TO BE DONE - Rescale the lines below by copying all of them again, requests included, with every coordinate in the answers multiplied by 1.15 and rounded to a whole number (halves round up). Leave the pictures out.

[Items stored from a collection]
** BEGIN **

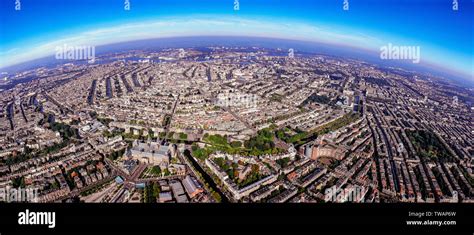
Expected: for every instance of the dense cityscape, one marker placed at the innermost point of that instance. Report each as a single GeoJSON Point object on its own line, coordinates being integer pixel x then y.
{"type": "Point", "coordinates": [235, 124]}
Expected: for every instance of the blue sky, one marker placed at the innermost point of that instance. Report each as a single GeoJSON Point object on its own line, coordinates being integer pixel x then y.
{"type": "Point", "coordinates": [445, 36]}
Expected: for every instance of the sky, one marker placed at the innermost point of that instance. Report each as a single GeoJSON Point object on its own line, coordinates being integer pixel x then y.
{"type": "Point", "coordinates": [445, 36]}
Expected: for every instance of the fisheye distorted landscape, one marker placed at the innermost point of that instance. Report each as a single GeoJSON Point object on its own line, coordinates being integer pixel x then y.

** END **

RESPONSE TO THE EXERCISE -
Expected: for every instance of the dense cityscape, one marker placed at the innermost point of that instance. Report each as a single GeoJSON Point object on its own line, coordinates being integer pixel x then y.
{"type": "Point", "coordinates": [270, 143]}
Expected: for every instance of the blue sky, one marker placed at the innermost point of that instance. Report each as a single GeoJSON Point object on its own line, coordinates being integer pixel x then y.
{"type": "Point", "coordinates": [512, 41]}
Expected: for every instance of the sky, one marker placed at the innermost point of that instance. Report each as a single GeoJSON Point object on its own line, coordinates being integer pixel x then y.
{"type": "Point", "coordinates": [512, 41]}
Expected: for every instance of the fisheye distorted landscape, one marker placed at the innermost point of that instance. Report each as a single GeoJSON Point object on its own line, coordinates being integer pixel x then y.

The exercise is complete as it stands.